**Consigne:** D'après l'homélie, qui avait transmis à Naaman l'ordre de se baigner dans le Jourdain ?

**Texte de la page:**
+---+

Homélie du 12 octobre 2025 (Lc 17, 11-19)

Père Patrice Gasser – Chapelle Saint-Joseph, Ecole des Missions, Le Bouveret, VS

Naaman était un général syrien lépreux ; il était furieux d’obéir à un ordre aussi stupide que cela : se baigner sept fois dans l’eau saumâtre du Jourdain ; est-ce que l’eau des fleuves de Syrie n’est pas bien meilleure ? et en plus ce n’était que le serviteur du prophète Elisée qui lui avait transmis cet ordre. Mais, en repartant, ses serviteurs lui disent : « s’il t’avait demandé quelque chose de difficile, tu l’aurais fait ! alors, pourquoi refuser de faire quelque chose de facile ? » Il les écoute et se plonge dans cette eau, et à la 7ème fois, il est guéri de sa lèpre : il a dépassé sa colère et écouté les petits, et en obéissant à cet ordre simple, il a reçu la puissance du Dieu de l’univers qui l’a touché et guéri. Nous devons dépasser nos colères et nos préjugés pour laisser Dieu nous guérir.

+---+

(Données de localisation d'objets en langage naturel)
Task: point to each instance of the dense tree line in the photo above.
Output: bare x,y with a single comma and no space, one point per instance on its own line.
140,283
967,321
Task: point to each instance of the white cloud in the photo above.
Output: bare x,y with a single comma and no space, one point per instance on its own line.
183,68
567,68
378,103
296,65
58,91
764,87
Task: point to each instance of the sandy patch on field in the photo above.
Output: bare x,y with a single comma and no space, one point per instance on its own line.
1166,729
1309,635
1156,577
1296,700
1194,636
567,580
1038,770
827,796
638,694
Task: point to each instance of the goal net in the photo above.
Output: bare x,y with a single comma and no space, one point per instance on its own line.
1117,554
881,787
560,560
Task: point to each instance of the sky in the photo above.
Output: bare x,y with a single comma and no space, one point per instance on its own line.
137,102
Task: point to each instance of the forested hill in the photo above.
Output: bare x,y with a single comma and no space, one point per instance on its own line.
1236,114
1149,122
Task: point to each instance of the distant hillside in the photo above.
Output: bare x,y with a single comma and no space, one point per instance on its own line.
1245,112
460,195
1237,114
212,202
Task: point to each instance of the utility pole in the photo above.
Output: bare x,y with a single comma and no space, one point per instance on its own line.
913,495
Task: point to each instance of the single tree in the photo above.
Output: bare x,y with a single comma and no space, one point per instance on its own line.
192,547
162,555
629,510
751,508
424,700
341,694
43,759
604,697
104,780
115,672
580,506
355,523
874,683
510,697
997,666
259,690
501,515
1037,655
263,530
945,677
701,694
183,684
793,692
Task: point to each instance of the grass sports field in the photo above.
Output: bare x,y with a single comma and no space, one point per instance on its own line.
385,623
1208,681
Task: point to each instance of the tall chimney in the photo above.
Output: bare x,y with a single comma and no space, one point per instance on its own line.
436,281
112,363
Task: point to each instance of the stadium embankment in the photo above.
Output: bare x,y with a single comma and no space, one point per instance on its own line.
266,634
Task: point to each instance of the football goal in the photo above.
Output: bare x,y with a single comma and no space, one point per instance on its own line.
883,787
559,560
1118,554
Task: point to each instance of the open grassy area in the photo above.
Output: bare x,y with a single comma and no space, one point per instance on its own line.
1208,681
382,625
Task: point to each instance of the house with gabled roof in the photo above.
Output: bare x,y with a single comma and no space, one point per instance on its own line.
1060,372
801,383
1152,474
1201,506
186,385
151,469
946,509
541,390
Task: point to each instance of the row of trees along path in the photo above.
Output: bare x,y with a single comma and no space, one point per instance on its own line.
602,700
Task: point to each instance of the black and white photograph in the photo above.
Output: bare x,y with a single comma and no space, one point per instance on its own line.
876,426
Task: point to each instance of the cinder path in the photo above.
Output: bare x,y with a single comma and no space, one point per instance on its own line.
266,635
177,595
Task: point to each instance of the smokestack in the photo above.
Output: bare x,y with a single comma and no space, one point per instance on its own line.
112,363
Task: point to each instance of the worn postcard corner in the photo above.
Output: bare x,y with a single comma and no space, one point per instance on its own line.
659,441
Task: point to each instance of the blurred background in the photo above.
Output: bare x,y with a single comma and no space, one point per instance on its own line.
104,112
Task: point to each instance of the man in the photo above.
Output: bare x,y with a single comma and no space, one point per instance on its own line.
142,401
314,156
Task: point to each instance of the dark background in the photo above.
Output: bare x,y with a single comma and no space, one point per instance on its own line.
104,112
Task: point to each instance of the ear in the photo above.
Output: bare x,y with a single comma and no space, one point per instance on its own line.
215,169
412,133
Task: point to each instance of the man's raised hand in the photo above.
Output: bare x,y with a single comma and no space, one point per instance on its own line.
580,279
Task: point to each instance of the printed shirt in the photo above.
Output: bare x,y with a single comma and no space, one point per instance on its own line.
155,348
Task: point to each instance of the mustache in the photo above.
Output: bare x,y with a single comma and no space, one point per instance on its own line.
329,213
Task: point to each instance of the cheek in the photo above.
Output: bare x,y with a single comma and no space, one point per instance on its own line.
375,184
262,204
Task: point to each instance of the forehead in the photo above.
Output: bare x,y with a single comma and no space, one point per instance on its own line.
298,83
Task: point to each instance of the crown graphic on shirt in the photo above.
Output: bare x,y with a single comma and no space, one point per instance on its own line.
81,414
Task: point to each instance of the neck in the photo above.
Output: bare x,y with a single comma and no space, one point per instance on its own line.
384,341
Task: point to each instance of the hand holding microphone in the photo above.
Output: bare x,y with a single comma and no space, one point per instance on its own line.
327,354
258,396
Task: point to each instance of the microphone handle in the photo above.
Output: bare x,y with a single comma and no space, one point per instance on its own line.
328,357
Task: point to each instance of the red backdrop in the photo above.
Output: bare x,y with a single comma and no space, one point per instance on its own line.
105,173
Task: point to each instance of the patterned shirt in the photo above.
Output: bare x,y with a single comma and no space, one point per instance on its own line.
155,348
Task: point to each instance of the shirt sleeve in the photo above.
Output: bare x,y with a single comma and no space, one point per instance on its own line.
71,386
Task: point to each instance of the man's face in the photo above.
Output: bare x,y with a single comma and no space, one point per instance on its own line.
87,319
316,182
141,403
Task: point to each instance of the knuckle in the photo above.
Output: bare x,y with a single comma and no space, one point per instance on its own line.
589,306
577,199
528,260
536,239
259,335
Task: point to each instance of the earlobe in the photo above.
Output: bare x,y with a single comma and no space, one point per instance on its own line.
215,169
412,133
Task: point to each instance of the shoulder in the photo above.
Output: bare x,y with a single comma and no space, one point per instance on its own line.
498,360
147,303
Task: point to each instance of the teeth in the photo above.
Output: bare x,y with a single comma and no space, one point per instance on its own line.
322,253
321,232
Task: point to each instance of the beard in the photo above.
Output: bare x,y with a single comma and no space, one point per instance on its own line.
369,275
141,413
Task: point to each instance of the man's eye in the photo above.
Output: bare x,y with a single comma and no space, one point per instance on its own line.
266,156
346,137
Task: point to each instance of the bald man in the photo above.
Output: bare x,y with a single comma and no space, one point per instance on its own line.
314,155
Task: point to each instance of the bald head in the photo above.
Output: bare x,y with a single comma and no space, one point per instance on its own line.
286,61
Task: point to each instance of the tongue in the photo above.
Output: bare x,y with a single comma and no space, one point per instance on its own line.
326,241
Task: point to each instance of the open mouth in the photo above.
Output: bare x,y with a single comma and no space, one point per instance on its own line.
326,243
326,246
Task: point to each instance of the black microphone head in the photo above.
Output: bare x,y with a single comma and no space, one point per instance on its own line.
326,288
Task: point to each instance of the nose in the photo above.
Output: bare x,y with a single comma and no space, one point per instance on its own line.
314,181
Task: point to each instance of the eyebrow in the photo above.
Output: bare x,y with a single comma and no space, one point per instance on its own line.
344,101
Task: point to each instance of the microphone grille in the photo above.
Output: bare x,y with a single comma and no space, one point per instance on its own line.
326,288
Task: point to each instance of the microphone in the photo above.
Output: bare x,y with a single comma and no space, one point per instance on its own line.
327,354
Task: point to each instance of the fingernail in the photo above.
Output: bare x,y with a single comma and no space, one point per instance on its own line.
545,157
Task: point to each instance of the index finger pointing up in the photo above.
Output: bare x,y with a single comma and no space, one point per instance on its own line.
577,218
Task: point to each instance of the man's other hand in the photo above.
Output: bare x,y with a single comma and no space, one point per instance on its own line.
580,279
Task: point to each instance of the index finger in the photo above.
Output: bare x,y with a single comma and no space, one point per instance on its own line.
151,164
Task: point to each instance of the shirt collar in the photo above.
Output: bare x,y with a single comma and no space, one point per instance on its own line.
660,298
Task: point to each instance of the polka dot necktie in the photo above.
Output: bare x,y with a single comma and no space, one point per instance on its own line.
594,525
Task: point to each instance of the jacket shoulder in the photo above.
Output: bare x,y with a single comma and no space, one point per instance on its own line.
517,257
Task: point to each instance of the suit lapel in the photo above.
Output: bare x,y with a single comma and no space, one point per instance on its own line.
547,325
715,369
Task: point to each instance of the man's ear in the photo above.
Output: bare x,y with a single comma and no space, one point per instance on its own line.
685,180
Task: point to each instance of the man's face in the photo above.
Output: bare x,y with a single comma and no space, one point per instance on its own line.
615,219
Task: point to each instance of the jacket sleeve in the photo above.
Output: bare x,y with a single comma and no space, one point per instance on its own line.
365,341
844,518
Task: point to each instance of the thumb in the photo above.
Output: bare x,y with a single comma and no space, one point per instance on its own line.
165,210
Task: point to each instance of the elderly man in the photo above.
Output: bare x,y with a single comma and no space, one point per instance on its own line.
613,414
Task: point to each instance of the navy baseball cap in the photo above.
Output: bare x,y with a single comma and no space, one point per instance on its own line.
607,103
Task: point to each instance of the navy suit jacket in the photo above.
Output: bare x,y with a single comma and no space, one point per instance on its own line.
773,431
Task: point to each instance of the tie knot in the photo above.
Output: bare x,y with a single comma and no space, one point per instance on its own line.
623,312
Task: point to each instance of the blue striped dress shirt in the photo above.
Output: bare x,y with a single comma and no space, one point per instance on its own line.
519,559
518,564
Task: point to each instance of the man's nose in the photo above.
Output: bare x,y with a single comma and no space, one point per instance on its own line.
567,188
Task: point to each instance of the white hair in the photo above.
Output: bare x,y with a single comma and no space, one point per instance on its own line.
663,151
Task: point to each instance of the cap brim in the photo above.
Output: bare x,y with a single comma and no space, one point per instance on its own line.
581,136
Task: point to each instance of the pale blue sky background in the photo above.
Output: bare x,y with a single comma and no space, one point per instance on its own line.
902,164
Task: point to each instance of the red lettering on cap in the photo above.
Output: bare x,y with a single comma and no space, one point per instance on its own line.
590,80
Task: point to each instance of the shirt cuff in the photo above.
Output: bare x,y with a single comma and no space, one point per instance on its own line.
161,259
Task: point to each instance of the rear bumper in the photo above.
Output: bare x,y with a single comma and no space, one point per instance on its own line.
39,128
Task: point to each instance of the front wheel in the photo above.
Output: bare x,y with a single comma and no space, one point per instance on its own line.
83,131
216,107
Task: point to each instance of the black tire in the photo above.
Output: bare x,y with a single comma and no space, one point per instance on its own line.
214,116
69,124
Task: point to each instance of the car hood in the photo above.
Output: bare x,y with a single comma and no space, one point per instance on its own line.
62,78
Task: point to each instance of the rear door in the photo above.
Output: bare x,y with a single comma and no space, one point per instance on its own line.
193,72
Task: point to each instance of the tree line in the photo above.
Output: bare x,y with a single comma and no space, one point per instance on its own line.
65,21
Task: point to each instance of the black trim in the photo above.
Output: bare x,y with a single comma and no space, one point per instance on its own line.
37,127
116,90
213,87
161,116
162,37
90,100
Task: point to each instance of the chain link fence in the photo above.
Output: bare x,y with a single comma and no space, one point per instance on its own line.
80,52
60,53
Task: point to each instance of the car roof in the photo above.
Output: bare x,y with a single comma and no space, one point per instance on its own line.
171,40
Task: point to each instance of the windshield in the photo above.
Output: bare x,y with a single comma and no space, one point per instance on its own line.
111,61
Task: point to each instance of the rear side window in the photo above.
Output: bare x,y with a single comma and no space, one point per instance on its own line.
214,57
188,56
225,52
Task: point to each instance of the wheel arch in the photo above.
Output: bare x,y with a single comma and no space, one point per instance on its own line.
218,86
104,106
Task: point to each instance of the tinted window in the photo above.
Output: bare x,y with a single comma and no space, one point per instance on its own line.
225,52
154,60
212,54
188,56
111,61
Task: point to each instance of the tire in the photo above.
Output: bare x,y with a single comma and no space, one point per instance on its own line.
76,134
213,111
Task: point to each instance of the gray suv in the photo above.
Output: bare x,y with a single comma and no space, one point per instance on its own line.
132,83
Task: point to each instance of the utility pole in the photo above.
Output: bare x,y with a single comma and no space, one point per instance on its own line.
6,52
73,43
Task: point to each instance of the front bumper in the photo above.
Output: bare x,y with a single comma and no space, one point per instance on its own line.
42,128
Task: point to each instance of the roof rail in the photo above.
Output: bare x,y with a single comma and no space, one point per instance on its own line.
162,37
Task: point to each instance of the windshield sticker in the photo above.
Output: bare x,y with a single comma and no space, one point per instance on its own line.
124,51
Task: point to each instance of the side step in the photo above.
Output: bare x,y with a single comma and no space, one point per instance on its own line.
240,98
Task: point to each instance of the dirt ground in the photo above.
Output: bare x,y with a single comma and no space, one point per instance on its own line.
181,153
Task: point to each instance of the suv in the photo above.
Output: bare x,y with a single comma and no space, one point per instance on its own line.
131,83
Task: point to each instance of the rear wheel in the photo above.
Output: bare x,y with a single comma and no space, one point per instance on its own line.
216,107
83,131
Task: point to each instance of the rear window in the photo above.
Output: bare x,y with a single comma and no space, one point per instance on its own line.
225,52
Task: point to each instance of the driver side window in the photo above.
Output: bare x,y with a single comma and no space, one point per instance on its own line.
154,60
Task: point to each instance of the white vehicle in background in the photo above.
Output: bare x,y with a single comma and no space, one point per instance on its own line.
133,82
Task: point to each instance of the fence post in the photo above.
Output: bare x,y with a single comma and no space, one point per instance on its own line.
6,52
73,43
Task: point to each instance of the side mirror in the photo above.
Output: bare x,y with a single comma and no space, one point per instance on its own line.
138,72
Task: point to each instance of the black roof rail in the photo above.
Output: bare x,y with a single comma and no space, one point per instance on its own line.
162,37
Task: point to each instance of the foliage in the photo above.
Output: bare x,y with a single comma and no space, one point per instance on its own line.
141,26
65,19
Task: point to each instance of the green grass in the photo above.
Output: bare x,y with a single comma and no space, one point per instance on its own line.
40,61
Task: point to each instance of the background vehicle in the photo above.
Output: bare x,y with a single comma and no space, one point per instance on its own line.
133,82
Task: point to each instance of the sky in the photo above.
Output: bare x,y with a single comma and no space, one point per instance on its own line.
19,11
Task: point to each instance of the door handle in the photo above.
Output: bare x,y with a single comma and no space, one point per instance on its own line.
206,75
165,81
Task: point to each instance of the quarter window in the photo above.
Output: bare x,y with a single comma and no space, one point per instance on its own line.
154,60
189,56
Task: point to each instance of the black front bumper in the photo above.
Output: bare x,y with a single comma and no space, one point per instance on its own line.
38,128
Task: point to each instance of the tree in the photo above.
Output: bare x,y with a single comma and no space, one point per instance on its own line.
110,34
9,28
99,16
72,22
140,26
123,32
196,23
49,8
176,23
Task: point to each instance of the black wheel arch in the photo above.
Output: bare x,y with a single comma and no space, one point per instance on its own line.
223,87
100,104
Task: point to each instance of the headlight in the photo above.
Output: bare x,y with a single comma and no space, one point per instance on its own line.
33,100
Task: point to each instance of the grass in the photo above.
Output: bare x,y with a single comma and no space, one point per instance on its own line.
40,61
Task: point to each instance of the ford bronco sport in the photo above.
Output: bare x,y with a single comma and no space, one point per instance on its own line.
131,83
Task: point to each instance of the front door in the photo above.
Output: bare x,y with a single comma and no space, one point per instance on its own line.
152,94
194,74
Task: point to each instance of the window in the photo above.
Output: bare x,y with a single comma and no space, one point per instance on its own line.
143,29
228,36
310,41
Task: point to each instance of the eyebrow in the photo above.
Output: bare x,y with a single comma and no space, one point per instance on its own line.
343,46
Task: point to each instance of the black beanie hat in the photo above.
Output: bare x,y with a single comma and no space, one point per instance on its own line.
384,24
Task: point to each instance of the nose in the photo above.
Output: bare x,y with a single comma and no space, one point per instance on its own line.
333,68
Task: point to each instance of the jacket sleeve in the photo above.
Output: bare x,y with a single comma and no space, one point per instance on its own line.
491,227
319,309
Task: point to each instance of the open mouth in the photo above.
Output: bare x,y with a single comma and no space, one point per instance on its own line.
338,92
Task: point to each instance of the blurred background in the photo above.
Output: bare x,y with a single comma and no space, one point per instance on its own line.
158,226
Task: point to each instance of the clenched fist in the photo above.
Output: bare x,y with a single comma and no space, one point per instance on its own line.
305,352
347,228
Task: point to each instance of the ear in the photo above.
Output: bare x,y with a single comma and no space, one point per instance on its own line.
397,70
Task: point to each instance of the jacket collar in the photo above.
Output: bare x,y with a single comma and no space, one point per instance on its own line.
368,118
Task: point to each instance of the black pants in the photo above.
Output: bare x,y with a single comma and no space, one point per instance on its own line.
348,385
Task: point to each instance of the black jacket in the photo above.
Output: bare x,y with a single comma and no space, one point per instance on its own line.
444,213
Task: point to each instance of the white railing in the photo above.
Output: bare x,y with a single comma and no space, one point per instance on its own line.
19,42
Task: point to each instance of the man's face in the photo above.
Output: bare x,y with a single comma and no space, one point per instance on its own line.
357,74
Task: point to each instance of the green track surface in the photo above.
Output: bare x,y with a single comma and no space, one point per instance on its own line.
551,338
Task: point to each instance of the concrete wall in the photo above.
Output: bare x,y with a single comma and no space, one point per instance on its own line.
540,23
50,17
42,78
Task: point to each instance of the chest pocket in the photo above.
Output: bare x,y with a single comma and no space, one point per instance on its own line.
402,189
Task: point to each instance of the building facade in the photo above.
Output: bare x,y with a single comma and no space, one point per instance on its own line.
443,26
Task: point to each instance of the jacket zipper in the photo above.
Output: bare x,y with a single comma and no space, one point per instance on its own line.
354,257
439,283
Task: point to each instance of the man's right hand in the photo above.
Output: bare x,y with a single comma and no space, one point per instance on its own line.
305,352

+---+

**Réponse attendue:** Le serviteur du prophète Elisée.